==== Trecho do texto ====
A pandemia e a oportunidade para uma ressignificação cultural
Não sou futurólogo e nem tenho pretensão de parecer um. Acredito ser impossível prever o que acontecerá nos próximos meses ou anos, especialmente em um cenário tão novo e desafiador, que nos impõe diferentes perspectivas, sejam elas políticas, sociais, sanitárias, econômicas ou culturais.
É possível perceber como uma crise sanitária trouxe um olhar aguçado e todo um repensar nos valores e compromissos em relação ao papel do Estado, às políticas públicas, às lideranças e prioridades dos países, dentre elas a desigualdade social – cada vez mais marcada para a população vulnerável – e, também, sobre o papel da Economia e da Cultura nesse novo cenário.
Na perspectiva Cultural, a pandemia traz a possibilidade de uma crise existencial potente sobre o próprio ser humano, gerando a oportunidade para pensar sobre o indivíduo que age e pensa de acordo com determinados valores, hábitos e costumes, entendendo que todos esses fatores interagem e fazem parte da construção social e da própria sociedade em sua formação. Minhas reflexões, alimentadas diariamente pelo que percebo no mundo, evidenciam que também estamos diante de uma evolução social.
Eu, como pensador dentro de um cenário cultural, vejo que todas as construções sociais e comportamentais, que nos acompanharam durante anos, vão continuar a se transformar. Agora, estamos dando prioridade para a saúde física, emocional, o bem-estar próprio e das pessoas que nos cercam, entendendo que o cuidado de cada indivíduo reflete na sociedade como um todo. Alguns de nós, por exemplo, já começam a entender que cuidar da sua própria saúde impacta na economia sustentável dos recursos públicos. Ou seja, a superlotação nos hospitais é um grave problema sanitário, mas é também um grave problema orçamentário de um país. As epidemias globais se somam às agendas do século XXI: soberania, mudança climática, inteligência artificial e robótica, fluxos imigratórios e migratórios – incluídos os refugiados e a expectativa de vida.
A crise superou as barreiras de países do primeiro e terceiro mundos. Todos estão enxergando falhas e vulnerabilidades nos sistemas de saúde, nas políticas públicas, na atenção aos idosos ou na acessibilidade às tecnologias, sem falar de movimentos antidemocráticos questionando o valor intrínseco dessa civilização em construir o projeto de sociedade. Eu enxergo duas linhas culturais que sempre existiram e que, em um momento como o atual, aparecem com maior força: a Cultura do Medo e a Cultura Civilizatória. Meu olhar é que nesta última, em que o Estado tenta construir diretos universais, valores como empatia e eficiência são protagonistas e tendem a crescer.
==== Material fornecido ====
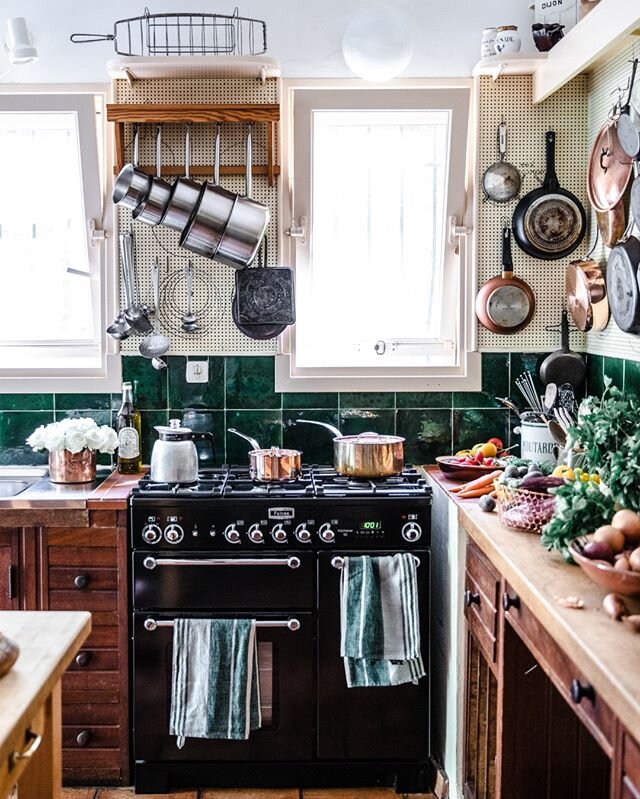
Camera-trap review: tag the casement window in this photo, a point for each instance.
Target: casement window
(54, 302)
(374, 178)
====
==== Material fornecido ====
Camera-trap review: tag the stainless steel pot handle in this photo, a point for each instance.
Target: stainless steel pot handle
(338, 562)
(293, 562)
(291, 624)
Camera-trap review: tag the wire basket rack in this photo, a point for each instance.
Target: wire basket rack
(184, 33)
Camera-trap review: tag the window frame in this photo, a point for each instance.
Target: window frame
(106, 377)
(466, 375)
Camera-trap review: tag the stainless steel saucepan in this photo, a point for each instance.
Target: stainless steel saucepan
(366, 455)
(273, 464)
====
> [Tarefa A]
No trecho sobre a pandemia e a ressignificação cultural, quais duas linhas culturais ganham mais força no momento atual?
> [Tarefa B]
Transforme em uma lista curta o parágrafo do trecho sobre a pandemia que começa com "Eu, como pensador dentro de um cenário cultural", mantendo seus fatos principais.
> [Tarefa C]
Prossiga com o trecho sobre a pandemia e a ressignificação cultural a partir da última frase apresentada.

> [Resposta esperada A]
A Cultura do Medo e a Cultura Civilizatória.

> [Resposta esperada B]
- Como pensador no cenário cultural, vejo que as construções sociais e comportamentais que nos acompanharam por anos continuarão a se transformar.
- Hoje priorizamos a saúde física e emocional e o bem-estar próprio e de quem nos cerca, porque o cuidado de cada indivíduo reflete na sociedade como um todo.
- Alguns já entendem que cuidar da própria saúde impacta a economia sustentável dos recursos públicos: a superlotação dos hospitais é um problema sanitário e também orçamentário.
- As epidemias globais somam-se às agendas do século XXI: soberania, mudança climática, inteligência artificial e robótica, fluxos imigratórios e migratórios (incluídos os refugiados) e expectativa de vida.

> [Resposta esperada C]
O cenário atual reforça evidências trazidas do século XX e que perduram ainda hoje. Estamos diante um distanciamento social marcado por dificuldades para famílias e pessoas que não podem ficar em casa, sem trabalho, em função de uma economia sustentada na informalidade. Esse cenário se agrava ainda mais em função de uma desigualdade de espaços e de ferramentas tecnológicas ou de conectividade. Este panorama aprofunda, sem dúvida, um cenário maior de pobreza e desafios econômicos no mundo inteiro.
Porém, temos, por outro lado, o papel relevante que a solidariedade e a empatia estão assumindo, com ações cada vez mais presentes e valorizadas no mundo inteiro. Aqui está fortemente representada a Cultura Civilizatória. Países, empresas, organizações e pessoas que se movimentam para ajudar outras e, como resultado, percebemos uma cadeia de indivíduos que se juntam na mesma dinâmica solidária. Nesse cenário, a oportunidade para a evolução estará na cooperação entre indivíduos, sociedades e países. Uma ajuda profissional, econômica ou mesmo de itens ou produtos que, no fim, se tornam uma colaboração social que ultrapassa os limites geográficos.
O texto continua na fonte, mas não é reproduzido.